## START PASSAGE SHOWN

All that said (and I said a lot -- sorry about that), the big question is: how do you figure these odd-ball things out without going through all of the above?

What reasoning did I miss in the above process? At what point did you realize where the problem was? What were the redundant steps in my method? Can I skip phase 3 (return galore) somehow, or cut it down, or make it more efficient?

I know this question is, well, vague and huge, but this whole concept is vague and huge. I'm not asking you to teach me how to find leaks (I can do that... it's just very, very painful), I'm asking what people tend to do to cut down on the process time. Asking people "how do you find leaks?" is impossible, because there are so many different kinds. But the one type I tend to have issues with is the one that looks like the above, with no calls inside your actual app.

What process do you use to more efficiently track it down?

+1  A: 

What reasoning did I miss in the above process?

## END PASSAGE SHOWN

**REQUIRED TASKS:**
- a) Update the stretch of the post about tracking down leaks from "What reasoning did I miss in the above process? At" through "track it down?", changing "painful" to "tedious".
- b) Please go on with the post about tracking down leaks, starting after its last sentence.
The listing has no connection to the post about tracking down leaks.

## START ITEMS

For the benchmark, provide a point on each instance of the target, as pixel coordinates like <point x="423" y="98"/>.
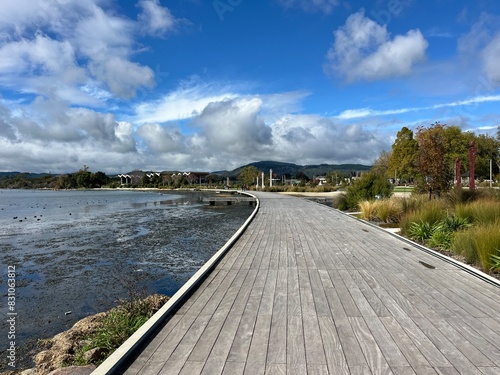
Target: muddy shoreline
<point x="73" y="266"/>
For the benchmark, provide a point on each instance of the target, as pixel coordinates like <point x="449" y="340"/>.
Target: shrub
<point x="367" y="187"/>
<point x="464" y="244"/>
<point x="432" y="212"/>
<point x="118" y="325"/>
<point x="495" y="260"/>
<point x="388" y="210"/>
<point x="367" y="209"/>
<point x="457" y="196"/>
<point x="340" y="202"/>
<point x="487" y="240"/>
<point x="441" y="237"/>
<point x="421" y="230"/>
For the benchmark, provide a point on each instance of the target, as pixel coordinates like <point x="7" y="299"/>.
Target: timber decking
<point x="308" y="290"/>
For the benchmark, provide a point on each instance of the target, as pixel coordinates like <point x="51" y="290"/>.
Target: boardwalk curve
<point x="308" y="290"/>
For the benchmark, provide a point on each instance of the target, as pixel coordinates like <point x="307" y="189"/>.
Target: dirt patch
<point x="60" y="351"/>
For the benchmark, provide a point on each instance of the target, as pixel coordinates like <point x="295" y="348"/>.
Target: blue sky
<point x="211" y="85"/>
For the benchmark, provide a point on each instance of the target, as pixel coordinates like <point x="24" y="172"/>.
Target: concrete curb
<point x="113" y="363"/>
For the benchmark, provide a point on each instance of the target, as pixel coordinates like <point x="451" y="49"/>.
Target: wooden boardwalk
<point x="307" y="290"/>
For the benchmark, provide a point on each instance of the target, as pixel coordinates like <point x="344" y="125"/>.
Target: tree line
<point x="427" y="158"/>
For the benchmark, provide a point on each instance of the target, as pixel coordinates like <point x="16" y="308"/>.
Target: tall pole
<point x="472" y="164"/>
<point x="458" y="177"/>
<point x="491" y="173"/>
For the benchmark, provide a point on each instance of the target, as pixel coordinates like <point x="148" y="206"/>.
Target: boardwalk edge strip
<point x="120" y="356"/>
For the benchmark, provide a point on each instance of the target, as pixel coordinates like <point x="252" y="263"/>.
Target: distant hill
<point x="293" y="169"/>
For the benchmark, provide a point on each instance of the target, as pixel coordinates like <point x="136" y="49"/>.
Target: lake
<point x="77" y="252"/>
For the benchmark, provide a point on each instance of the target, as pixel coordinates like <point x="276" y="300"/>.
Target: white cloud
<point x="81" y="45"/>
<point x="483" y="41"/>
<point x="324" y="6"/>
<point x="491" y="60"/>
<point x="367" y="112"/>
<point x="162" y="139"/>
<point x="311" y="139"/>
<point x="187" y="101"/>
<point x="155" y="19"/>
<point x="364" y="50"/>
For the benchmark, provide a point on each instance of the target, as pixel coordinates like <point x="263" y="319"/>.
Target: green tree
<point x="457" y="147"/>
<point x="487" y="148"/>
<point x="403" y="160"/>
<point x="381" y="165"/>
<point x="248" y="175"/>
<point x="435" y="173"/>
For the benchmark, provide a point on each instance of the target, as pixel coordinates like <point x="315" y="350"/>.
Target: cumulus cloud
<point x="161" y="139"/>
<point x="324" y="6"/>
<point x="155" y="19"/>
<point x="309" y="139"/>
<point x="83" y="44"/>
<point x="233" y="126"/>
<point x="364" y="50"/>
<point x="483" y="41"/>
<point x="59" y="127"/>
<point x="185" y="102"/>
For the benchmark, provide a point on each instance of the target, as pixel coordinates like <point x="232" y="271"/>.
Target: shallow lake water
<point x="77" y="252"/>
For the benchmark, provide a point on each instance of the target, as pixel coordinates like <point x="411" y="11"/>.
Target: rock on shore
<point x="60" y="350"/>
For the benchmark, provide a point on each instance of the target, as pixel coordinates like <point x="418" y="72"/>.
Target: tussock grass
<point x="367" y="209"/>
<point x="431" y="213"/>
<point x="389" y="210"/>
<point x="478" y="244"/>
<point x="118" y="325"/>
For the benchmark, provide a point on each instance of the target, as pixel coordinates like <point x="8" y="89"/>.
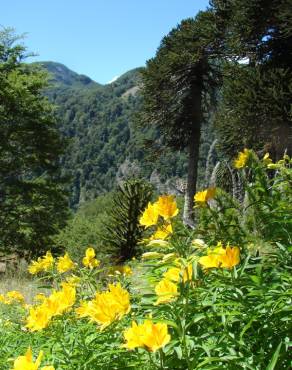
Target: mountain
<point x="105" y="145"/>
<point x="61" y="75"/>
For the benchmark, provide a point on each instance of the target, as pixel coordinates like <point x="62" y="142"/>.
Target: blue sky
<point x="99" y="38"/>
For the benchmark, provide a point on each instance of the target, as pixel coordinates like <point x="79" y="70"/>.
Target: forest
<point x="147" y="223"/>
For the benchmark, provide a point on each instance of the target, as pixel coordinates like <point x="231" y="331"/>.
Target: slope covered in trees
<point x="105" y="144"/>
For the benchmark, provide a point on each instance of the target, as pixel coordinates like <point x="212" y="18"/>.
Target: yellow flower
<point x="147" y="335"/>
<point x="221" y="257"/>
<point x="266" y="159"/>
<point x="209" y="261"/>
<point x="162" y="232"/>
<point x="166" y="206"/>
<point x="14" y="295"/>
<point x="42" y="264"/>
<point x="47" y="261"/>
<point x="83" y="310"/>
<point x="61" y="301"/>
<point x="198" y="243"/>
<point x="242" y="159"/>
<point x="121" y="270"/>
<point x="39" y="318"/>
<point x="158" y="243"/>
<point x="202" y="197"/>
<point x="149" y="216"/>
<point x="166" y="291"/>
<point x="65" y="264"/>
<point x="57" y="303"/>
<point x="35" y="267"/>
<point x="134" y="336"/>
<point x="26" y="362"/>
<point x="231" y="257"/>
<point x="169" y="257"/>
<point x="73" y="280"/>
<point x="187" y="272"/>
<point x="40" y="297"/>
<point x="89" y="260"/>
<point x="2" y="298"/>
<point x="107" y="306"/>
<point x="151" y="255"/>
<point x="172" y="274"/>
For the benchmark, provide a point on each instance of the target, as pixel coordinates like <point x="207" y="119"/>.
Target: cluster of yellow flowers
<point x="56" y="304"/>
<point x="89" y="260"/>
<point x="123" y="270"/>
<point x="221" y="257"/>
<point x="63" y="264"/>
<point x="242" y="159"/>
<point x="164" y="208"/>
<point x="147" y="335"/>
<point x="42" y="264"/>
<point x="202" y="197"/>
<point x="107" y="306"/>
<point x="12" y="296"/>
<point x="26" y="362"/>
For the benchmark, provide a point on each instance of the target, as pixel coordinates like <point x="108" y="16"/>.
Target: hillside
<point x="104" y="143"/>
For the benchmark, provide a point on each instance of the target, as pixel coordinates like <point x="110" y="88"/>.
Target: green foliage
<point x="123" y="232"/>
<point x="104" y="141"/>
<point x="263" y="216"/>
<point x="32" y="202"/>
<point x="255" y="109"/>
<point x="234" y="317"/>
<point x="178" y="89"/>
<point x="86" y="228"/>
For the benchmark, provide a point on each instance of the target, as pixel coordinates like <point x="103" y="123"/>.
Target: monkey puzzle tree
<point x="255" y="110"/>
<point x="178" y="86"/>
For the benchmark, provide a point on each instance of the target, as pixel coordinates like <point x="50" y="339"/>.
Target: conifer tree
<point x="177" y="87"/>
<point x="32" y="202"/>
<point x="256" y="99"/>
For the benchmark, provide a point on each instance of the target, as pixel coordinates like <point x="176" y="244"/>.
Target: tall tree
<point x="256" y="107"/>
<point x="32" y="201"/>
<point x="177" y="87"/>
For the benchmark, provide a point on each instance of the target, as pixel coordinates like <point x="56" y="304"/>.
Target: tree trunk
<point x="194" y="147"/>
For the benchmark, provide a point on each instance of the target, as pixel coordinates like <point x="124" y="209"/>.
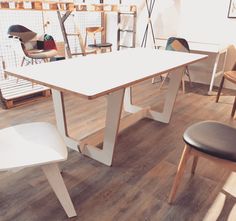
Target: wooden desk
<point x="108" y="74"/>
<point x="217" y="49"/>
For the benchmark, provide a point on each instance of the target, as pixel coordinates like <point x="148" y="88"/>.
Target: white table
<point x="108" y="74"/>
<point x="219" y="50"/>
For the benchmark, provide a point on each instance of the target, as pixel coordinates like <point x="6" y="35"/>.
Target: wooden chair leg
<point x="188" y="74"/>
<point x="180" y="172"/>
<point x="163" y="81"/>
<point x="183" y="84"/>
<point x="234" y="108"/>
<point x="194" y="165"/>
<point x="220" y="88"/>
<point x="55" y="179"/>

## END ITEMS
## START ITEMS

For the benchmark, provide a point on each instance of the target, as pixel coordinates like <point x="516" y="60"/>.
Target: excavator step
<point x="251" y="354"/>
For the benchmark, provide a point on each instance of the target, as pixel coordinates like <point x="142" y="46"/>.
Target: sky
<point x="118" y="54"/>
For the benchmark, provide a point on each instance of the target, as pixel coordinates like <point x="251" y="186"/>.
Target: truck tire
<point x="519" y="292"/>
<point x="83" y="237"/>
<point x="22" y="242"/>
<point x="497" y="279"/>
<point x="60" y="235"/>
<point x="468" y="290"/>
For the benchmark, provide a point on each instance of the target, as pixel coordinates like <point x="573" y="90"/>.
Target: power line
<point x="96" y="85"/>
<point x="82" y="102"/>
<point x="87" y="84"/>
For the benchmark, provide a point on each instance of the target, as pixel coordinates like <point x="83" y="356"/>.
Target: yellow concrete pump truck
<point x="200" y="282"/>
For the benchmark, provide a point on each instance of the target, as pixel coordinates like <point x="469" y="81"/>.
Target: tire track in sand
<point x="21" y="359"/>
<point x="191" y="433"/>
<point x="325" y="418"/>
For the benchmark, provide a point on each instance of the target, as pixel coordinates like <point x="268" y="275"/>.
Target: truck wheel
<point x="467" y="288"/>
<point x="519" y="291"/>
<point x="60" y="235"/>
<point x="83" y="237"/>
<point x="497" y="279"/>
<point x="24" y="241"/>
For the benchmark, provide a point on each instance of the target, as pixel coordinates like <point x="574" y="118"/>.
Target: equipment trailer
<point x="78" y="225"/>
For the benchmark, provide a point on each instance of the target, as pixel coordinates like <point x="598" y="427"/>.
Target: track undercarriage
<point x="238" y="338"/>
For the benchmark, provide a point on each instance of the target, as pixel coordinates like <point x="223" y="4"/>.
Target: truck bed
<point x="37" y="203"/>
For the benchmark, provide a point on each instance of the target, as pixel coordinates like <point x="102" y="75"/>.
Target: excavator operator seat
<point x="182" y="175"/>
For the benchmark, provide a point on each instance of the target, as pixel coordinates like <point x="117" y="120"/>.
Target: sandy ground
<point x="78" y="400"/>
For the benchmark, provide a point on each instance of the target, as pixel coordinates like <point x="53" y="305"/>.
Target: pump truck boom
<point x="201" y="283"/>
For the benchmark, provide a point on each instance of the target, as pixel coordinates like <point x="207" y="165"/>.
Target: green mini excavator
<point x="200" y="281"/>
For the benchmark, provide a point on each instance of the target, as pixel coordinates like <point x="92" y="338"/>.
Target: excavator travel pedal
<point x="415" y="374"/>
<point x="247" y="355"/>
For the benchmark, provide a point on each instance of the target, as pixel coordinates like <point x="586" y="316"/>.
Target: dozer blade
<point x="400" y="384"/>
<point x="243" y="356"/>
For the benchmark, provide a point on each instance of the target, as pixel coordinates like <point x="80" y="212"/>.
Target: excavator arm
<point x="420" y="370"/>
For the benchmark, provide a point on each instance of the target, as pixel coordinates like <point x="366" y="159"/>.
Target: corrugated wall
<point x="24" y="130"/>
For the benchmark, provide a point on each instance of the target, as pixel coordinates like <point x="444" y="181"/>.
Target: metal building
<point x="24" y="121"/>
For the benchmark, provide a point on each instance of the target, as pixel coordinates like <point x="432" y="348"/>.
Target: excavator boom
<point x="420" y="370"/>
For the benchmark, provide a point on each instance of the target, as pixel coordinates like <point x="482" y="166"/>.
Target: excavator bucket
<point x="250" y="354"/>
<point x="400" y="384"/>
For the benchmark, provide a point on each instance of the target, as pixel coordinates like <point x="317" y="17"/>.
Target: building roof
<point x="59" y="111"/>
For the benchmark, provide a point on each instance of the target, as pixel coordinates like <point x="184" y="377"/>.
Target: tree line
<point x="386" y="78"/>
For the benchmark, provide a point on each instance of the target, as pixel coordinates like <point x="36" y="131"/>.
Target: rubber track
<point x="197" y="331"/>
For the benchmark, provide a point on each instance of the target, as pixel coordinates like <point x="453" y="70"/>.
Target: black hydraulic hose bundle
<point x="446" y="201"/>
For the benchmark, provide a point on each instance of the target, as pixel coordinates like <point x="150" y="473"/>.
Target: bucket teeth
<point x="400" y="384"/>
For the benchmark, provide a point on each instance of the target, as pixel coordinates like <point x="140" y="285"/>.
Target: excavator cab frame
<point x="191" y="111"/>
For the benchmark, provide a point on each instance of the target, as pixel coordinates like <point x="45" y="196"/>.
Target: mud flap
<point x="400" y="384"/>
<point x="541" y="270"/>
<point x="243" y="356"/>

## END ITEMS
## START ITEMS

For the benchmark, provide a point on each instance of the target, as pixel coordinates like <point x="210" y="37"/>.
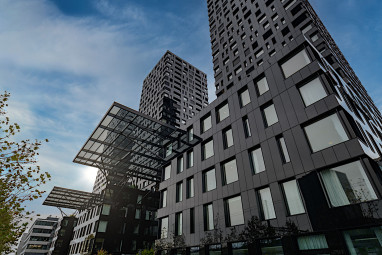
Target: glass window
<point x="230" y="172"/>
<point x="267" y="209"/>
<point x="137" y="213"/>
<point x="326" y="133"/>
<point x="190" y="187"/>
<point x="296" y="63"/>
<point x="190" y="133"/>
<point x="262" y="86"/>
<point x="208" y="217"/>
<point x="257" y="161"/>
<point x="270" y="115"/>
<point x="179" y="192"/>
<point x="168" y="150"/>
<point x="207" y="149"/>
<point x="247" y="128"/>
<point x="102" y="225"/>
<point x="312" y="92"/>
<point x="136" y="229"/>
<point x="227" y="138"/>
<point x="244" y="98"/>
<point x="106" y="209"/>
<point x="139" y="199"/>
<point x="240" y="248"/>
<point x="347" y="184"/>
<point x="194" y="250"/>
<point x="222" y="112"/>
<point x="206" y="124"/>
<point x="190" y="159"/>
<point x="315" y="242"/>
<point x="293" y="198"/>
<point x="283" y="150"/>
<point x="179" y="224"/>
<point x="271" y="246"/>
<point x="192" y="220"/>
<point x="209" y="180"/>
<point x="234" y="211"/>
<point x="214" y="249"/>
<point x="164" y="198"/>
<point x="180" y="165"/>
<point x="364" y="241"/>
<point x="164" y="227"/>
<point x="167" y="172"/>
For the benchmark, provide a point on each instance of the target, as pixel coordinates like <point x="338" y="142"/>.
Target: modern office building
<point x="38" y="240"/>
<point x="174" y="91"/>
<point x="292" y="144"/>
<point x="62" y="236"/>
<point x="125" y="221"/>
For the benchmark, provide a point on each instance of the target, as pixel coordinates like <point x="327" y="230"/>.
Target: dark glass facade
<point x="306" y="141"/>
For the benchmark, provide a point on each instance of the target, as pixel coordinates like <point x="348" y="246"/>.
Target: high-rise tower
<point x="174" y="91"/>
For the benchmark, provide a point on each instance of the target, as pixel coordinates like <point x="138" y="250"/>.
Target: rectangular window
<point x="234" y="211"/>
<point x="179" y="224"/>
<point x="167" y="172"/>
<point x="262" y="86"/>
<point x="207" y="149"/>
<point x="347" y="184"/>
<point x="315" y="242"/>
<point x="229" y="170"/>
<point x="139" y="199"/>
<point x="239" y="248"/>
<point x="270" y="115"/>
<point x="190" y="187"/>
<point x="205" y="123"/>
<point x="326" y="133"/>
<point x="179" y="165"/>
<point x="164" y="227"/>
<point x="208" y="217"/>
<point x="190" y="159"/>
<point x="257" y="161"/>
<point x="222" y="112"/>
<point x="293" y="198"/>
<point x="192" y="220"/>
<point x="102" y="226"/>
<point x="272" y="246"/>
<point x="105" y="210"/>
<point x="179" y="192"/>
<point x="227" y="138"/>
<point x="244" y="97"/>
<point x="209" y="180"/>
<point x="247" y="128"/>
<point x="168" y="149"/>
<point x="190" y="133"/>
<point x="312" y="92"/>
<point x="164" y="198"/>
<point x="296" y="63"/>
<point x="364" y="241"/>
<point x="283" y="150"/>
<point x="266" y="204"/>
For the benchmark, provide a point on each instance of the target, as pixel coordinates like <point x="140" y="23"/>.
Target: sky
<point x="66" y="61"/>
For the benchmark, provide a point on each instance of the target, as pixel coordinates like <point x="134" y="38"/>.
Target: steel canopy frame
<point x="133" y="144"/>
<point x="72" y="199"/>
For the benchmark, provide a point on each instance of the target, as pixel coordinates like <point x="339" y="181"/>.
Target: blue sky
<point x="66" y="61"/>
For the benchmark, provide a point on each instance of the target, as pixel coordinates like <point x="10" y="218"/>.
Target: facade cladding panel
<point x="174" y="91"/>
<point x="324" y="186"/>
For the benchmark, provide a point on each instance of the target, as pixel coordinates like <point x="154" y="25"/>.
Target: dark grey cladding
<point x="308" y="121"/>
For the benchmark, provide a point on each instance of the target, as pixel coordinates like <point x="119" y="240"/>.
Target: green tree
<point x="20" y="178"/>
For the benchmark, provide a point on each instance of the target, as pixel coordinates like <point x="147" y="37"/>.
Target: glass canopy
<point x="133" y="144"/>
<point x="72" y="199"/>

## END ITEMS

**EXPECTED RESULTS:**
- a)
What reasoning did I miss in the above process? At what point did you realize where the problem was? What were the redundant steps in my method? Can I skip phase 3 (return galore) somehow, or cut it down, or make it more efficient?

I know this question is, well, vague and huge, but this whole concept is vague and huge. I'm not asking you to teach me how to find leaks (I can do that... it's just very, very tedious), I'm asking what people tend to do to cut down on the process time. Asking people "how do you find leaks?" is impossible, because there are so many different kinds. But the one type I tend to have issues with is the one that looks like the above, with no calls inside your actual app.

What process do you use to more efficiently track it down?

- b)
Sharing UIView objects between multiple threads should have had very loud alarm bells going off in your head, pretty much as soon as you were writing the code.

JeremyP
Well, the reason in this case was simply because I was loading large-ish images in large numbers. I more or less have to do that in a background thread or the UI will be frozen for a long time. That and, I admit, I didn't realize when I started writing that it wasn't allowed, so I had some scattered UI calls that I fixed in the process.
Kalle
technically, the UIKit framework isn't threadsafe. I'm kind of surprised they don't have assertions in there that cause it to bail immediately when you try to access your view from a secondary thread.
Ben Gotow
Yeah, you'd think it'd be more obvious but I think [NSThread isMainThread] can be expensive so they'd rather you do it. For the record, while I was fixing the above bug I was 100% aware of this fact, and the error that I solved above has nothing to do with UIKit calls in the end, it has to do with deallocation whilst in a bg thread, which is very different.
Kalle
@Kalle: n your question you say: "And when I then call [super dealloc], UIView obediently tries to remove itself from its superview, which is a UIKit call on a background thread. Consequently a leak occurs." Removing a view from a super view is a UIKit call. You need to think of a better way of passing information between threads than passing around whole views.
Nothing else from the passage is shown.